PROBLEM 1 :: Format every line of the entries that follow the article as a Markdown table with the columns "Row" and "Entry line," numbering each row and leaving out blank lines.

PASSAGE PROVIDED start

MDRX

Sharing videos from Oculus Quest

June 5, 2020

I was playing Half-Life: Alyx the other night on my Oculus Quest, wirelessly over my home WiFi and streaming from my gaming PC. It was incredible. Here’s what most would consider the state-of-the-art VR title and it was streaming over a wireless connection with no noticeable difference from using a tethering USB-C cable. The video quality was excellent. The tracking latency was minimal. Audio was normal. And to top it off, this wasn’t a native Oculus title! All of this was working through a big pipe of various software that were all miraculously working well together. Big props to the programmers behind Steam VR, all the Oculus plumbing, and the author of Virtual Desktop.

But anyway, I wanted to focus here on the fact that I wanted to share this VR magic with the world and it was a major pain in the ass to do so. If you don’t own an Oculus headset, the screenshot/screencast recording and sharing functionality is fairly limited. You can do either, but without any control over configuration. And your direct sharing options are Facebook and… Facebook. Well, that’s not great.

Since there isn’t much you can do on the headset itself (I didn’t want to start ripping it apart like an Android phone in 2010), I needed to get the videos I recorded onto another computer. My Windows 10 gaming PC was my first pick. A quick Google search led me to a tutorial that explained you simply need to turn off “Developer mode” on the headset and plug it into the PC via USB. It’ll then mount as an external drive and you can navigate a simple directory structure to find the videos.

I played the videos and, surprise, the audio was out of sync! Now, you might expect that I whipped up a custom GStreamer program, given that I just recently wrote a whole article on the subject, but I had a goal to accomplish that I wasn’t keen on turning into a programming exercise. I knew there would be some Windows software out there that could handle a simple audio track shift and possibly a video format conversion.

So I downloaded this tool called Avidemux and it gives you quite a few options to manipulate a video clip. Several Oculus users were in agreement that the audio in recordings is generally off by about -600ms. So I used Avidemux to shift the audio track by that amount. Exporting the video in another format wasn’t straightforward, so I just used an online tool to convert it into a format the iOS would be happy with. There are many of these and they’re easy to find.

PASSAGE PROVIDED end

PROBLEM 2 :: Resume the post about sharing Oculus Quest videos by writing what comes after its final sentence.

STORED ROWS start

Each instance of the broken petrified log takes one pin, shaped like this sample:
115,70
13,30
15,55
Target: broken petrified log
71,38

STORED ROWS end

ANSWER 1 ::
| Row | Entry line |
|---|---|
| 1 | Each instance of the broken petrified log takes one pin, shaped like this sample: |
| 2 | 115,70 |
| 3 | 13,30 |
| 4 | 15,55 |
| 5 | Target: broken petrified log |
| 6 | 71,38 |

ANSWER 2 ::
Now this last step is the stupidest one that I spend the most time on. You would think it’d be both easy and obvious to just get a file from Windows to an iPhone. Perhaps I was overthinking it and for whatever reason was constraining myself to a web app or wireless solution, when I should have probably just tried to mount the iPhone on Windows via USB. But instead, I first tried Mozilla’s new Firefox Send web app. Kept erroring out on mobile browsers. Then I stumbled upon a neat solution which was to use iOS 13’s new support for SMB and connect to a remote server (my PC). If you turn on sharing “with Everyone” for a Windows folder, you can connect to it from iOS’s Files app (Browsing > … > Connect to Server) by using a URL like smb://ip-address-of-the-pc. The folder will show up under the PC in the locations list.

Once I had the videos in the Files app on my iPhone, sharing was trivial. In my particular case I wanted to share my videos on Instagram, which notoriously only fully works in a native mobile phone app. And I did skip over a total dead-end where I wasted a bunch of time trying to use Chrome dev tool hacks to get the mobile browser version to let me upload a video to no avail.


Mike Lewis

I'm currently a Software Engineering Manager (with a very generalist engineering background across embedded systems, robotics, and Frontend/UI) and I most recently worked at Cruise in the SF Bay Area. Welcome to my blog, where I write about tech, development, having a family, and other interests. You can follow me on X. Or check out my LinkedIn.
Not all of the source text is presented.